*THE TASK:* Restate word for word the entries below, starting with the line with "Objective: locate each instance of the green" and continuing through the line with "Objective: locate each instance of the metal". Include both of those lines and no others.

*SOURCE MATERIAL:*
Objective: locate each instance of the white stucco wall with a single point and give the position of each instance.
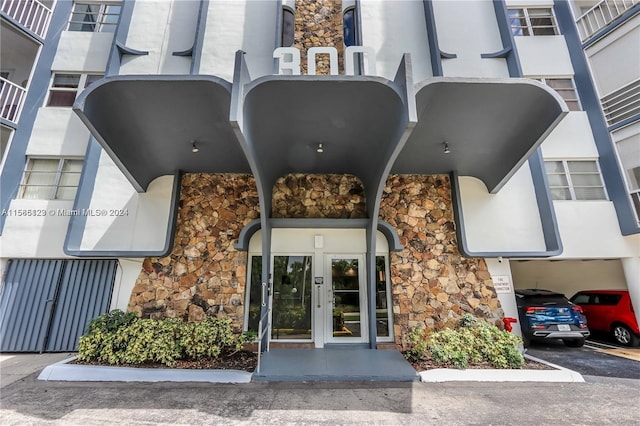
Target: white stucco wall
(161, 28)
(128, 271)
(506, 221)
(624, 42)
(475, 32)
(239, 25)
(58, 131)
(544, 56)
(83, 51)
(500, 269)
(134, 221)
(395, 28)
(30, 236)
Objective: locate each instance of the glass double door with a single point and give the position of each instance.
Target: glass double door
(325, 308)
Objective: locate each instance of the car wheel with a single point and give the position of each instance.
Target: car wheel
(574, 343)
(624, 336)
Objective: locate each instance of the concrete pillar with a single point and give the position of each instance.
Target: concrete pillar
(631, 267)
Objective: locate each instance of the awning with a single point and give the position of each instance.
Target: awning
(148, 123)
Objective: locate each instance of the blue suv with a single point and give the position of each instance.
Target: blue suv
(545, 314)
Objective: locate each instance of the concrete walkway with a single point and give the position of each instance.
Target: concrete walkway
(334, 365)
(14, 367)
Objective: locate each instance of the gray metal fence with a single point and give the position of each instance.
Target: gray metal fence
(45, 305)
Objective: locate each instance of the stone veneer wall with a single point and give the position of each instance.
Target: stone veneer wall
(204, 271)
(318, 23)
(318, 196)
(432, 284)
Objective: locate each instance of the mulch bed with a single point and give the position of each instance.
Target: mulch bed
(247, 361)
(243, 361)
(428, 364)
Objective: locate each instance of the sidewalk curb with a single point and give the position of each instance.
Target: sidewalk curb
(62, 371)
(560, 374)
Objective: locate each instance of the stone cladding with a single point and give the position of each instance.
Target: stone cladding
(318, 24)
(204, 274)
(431, 283)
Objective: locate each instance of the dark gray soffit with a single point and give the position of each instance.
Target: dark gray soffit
(148, 123)
(491, 127)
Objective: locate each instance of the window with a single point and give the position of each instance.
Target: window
(531, 21)
(94, 17)
(51, 179)
(575, 180)
(629, 156)
(288, 27)
(349, 27)
(566, 89)
(65, 87)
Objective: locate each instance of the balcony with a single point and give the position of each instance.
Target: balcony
(11, 100)
(33, 15)
(601, 15)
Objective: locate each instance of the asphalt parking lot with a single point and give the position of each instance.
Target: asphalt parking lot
(598, 357)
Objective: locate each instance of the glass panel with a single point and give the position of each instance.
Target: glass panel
(586, 180)
(69, 179)
(382, 310)
(554, 166)
(288, 28)
(66, 80)
(349, 27)
(560, 193)
(255, 298)
(39, 179)
(518, 22)
(346, 298)
(589, 193)
(582, 166)
(291, 297)
(629, 154)
(61, 98)
(558, 180)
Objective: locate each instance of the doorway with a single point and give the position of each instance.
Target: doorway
(318, 287)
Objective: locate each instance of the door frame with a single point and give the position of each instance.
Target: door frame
(329, 298)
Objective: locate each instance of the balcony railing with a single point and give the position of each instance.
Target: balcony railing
(31, 14)
(601, 15)
(622, 104)
(11, 100)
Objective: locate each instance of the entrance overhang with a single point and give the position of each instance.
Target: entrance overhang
(148, 124)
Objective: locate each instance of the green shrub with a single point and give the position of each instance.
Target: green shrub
(117, 338)
(473, 341)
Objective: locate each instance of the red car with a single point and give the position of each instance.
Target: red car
(610, 311)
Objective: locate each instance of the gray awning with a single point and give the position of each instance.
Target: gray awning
(147, 123)
(491, 127)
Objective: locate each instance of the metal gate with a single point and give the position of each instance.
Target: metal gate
(45, 305)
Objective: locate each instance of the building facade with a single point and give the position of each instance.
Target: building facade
(327, 172)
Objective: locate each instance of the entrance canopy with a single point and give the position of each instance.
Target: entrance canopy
(361, 125)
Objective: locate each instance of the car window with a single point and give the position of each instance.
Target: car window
(607, 299)
(580, 299)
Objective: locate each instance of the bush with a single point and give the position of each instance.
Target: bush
(473, 341)
(118, 338)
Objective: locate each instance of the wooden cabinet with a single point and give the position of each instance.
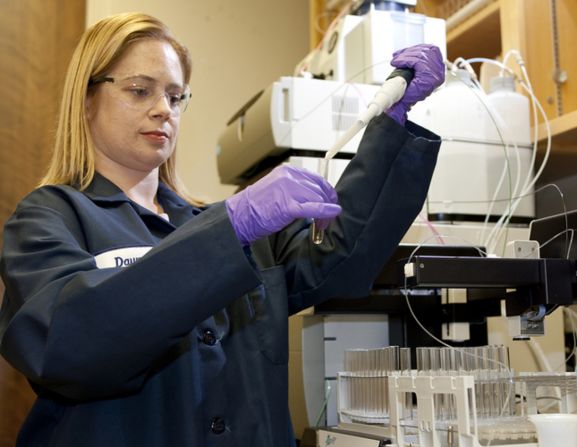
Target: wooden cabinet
(544, 31)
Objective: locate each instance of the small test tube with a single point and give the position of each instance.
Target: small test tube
(318, 233)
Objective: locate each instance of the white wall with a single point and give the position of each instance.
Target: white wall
(237, 48)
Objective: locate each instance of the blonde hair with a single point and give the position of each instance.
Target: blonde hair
(99, 49)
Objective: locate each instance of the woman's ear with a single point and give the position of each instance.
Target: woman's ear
(89, 104)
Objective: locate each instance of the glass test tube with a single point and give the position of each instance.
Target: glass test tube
(317, 232)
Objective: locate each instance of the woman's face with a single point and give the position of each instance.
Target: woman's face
(133, 114)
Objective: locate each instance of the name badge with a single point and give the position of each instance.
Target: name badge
(120, 257)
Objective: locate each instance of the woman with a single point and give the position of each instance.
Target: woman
(142, 319)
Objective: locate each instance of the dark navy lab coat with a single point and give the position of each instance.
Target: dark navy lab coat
(135, 331)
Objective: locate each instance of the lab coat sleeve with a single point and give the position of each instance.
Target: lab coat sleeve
(86, 333)
(381, 192)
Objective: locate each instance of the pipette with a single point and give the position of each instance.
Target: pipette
(390, 92)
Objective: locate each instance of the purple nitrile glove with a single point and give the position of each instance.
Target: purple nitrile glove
(427, 62)
(285, 194)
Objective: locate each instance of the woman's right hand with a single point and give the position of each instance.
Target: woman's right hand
(285, 194)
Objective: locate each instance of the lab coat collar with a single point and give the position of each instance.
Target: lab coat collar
(103, 190)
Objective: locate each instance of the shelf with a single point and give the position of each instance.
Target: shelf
(563, 131)
(478, 35)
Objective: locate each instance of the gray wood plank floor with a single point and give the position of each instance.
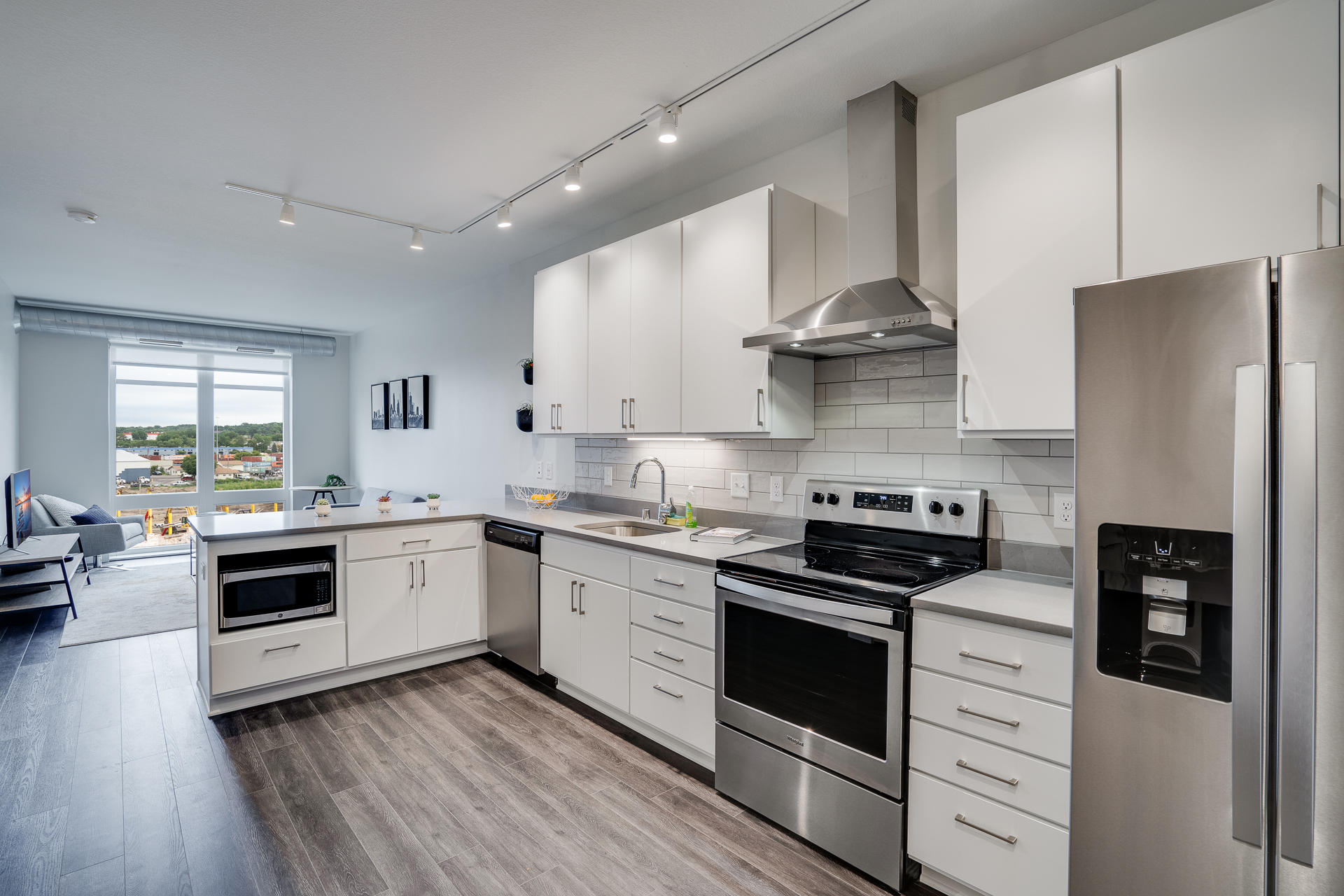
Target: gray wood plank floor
(458, 780)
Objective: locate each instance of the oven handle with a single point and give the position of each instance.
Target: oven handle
(273, 573)
(816, 605)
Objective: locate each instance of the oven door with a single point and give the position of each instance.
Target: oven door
(274, 594)
(796, 673)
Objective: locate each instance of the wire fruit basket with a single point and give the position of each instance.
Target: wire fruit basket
(539, 498)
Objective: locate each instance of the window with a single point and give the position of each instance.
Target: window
(195, 429)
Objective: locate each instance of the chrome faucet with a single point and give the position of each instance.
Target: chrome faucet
(666, 508)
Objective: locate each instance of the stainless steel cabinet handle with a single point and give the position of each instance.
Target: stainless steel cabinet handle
(1009, 839)
(997, 663)
(1297, 614)
(1249, 489)
(1011, 723)
(962, 763)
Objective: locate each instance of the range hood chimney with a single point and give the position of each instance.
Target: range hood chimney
(883, 307)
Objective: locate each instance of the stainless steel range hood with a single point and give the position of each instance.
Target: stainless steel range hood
(883, 308)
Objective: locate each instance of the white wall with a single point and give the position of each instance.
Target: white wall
(8, 384)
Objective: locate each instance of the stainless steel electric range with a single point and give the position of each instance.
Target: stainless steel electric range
(812, 662)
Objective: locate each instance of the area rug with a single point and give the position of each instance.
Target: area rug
(121, 603)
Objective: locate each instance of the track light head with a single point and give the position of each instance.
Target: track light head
(571, 176)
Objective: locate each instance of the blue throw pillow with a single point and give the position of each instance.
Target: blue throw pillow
(93, 516)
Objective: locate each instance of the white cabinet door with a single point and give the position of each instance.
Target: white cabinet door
(605, 622)
(559, 348)
(561, 647)
(609, 337)
(1226, 133)
(449, 601)
(381, 609)
(1037, 216)
(656, 330)
(724, 298)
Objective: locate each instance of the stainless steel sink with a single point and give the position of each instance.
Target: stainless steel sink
(628, 530)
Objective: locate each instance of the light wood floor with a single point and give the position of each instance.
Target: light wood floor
(454, 780)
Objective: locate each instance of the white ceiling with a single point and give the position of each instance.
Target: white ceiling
(424, 111)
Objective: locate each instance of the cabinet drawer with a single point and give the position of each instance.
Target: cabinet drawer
(1014, 720)
(413, 539)
(587, 559)
(692, 584)
(676, 620)
(1046, 664)
(673, 704)
(276, 657)
(1041, 788)
(1037, 864)
(671, 654)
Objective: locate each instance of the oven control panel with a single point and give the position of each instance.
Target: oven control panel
(885, 501)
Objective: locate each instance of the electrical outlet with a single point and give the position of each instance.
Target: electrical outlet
(739, 484)
(1063, 510)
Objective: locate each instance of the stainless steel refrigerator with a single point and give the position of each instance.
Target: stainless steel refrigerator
(1209, 629)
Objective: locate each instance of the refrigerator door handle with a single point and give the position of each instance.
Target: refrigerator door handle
(1250, 481)
(1297, 615)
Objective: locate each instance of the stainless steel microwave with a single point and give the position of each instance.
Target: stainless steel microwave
(276, 593)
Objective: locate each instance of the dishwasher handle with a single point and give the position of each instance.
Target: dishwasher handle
(514, 536)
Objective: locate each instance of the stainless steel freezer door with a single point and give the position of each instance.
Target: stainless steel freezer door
(1159, 363)
(1310, 723)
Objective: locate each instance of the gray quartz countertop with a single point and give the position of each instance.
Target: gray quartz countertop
(676, 546)
(1034, 602)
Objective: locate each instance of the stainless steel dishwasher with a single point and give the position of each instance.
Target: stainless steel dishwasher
(514, 594)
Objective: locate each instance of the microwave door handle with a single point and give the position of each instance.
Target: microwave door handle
(1297, 614)
(1249, 488)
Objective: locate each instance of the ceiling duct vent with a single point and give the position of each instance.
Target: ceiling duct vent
(155, 331)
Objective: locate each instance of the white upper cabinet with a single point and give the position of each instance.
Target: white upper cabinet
(741, 260)
(559, 348)
(1226, 133)
(1037, 216)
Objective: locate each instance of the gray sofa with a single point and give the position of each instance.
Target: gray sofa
(94, 540)
(370, 498)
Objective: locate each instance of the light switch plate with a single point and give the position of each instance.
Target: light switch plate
(738, 484)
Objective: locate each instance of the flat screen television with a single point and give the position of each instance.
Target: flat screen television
(18, 498)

*SOLUTION FOR THIS TASK:*
Objective: locate each instance of the green shrub with a single point and give the position of each instance.
Target: green shrub
(117, 338)
(473, 341)
Objective: locate each instance of the red car with a single point and give the position of each instance.
Target: red car
(610, 311)
Objective: locate each instance of the gray awning with a single point and give the position of each instance.
Target: gray awning
(147, 123)
(491, 127)
Objective: locate each instance of the metal gate with a single point and give the position of each instance.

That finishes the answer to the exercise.